> _Complete the following_:
1 > In the news excerpt, how many local people had joined the national group seeking an apology?
2 > Please rewrite the news excerpt, beginning at the words "John Cousins" and stopping after "at state-run asylums.", and substitute "institutions" for "asylums".
3 > Pick up the news excerpt about former psychiatric patients where it stops and continue it.

A memorandum of understanding was signed by the two councils to share water supplies and ensure common engineering standards prevailed.
"The fact that the entire process took only 15 months from inception to hearing was a real testament to all the parties. It really does show the Resource Management Act can work," she said.
John Cousins
Stalemate reached
Former psychiatric patients now living in the Western Bay are "extremely disappointed" that attorney-general Margaret Wilson has refused to meet them to discuss abuse they claim happened at state-run asylums.
Bay of Plenty Consumer Action Coalition spokeswoman Sue Harkin said six local people had joined a national group seeking an apology and recognition of what had happened to them at various mental hospitals in the 1960s and 1970s.
They claim electro-convulsive therapy was used inappropriately and that sexual, physical and emotional abuse occurred.
But Ms Wilson has now sent the national group a letter saying they must resolve any outstanding court cases relating to the abuse before she would sit down and discuss the matter with them.
Ms Harkin said the Minister's response was insensitive as many of those involved merely wanted an apology rather than financial compensation.

> _Listed records_:
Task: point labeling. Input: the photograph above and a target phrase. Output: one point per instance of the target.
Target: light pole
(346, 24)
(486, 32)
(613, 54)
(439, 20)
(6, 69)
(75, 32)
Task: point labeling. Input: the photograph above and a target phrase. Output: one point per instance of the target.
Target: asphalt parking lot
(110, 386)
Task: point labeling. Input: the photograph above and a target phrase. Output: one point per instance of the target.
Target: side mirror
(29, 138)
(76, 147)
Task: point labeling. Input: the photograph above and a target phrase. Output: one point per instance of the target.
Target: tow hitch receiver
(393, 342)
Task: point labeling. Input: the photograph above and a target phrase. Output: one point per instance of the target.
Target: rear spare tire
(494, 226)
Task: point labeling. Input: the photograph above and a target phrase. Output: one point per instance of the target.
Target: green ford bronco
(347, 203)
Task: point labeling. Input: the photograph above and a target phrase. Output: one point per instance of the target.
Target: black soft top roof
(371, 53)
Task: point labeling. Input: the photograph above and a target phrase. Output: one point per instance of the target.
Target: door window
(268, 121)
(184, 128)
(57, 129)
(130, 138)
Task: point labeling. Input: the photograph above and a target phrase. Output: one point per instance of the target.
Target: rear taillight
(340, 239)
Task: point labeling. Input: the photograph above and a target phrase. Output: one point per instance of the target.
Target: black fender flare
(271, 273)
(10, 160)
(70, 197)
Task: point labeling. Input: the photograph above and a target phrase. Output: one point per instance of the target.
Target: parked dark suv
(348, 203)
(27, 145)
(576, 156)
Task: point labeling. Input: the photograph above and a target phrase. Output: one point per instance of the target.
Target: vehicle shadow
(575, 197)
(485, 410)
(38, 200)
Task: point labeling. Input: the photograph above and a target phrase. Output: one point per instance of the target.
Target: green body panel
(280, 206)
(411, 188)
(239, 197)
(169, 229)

> _Answers_:
1 > Six local people had joined the national group.

2 >
John Cousins
Stalemate reached
Former psychiatric patients now living in the Western Bay are "extremely disappointed" that attorney-general Margaret Wilson has refused to meet them to discuss abuse they claim happened at state-run institutions.

3 >
"A lot of these people are on low incomes and have no idea about the process of contacting lawyers and going to court," she said.
The local people involved would "keep boxing on" and Ms Harkin said she would continue to offer each of them her personal support.
Jo-Marie Brown
Home comforts
Eight-year-old Tauranga youngster Caitlin Brown is enjoying the comforts of home having after a rare operation on her hip.
The bubbly Bethlehem Primary student has battled with Perthes disease for the past three years and has endured three operations since her diagnosis.
Perthes is a painful hip condition in which blood circulation to the bone is lost, causing the bone to die and become deformed.
Ten days ago she had a "distraction" operation to relieve the pressure on her hip and give her the opportunity to recover from the disease.
The operation means Caitlin will wear an external frame on her upper thigh for the next four months to help her bone cartilage reform.
She has named the metal frame Rasni - after her favourite horse.
Her mother, Donna Brown, spent each day with Caitlin at Tauranga Hospital.
When the Bay of Plenty Times caught up with Caitlin on Thursday, she was enjoying her first morning back at home and had had a visit from her teacher and friends from school.
Caitlin will have about two weeks off school before returning to her normal school routine.
After 12 months, Caitlin and her family will know if the operation has been successful.
Anna Bowden
Golf go-ahead
Developer Rocky Cribb can forge ahead with his plans for a world-class $100 million golf and residential resort at Katikati after he reached agreement with Western Bay of Plenty District Council over section titles and services.
Mr Cribb had been negotiating with the council for five months to change the original resource consent conditions for Resort Pacifica, which already provides an 18-hole championship golf course and a clubhouse in Sharp Rd.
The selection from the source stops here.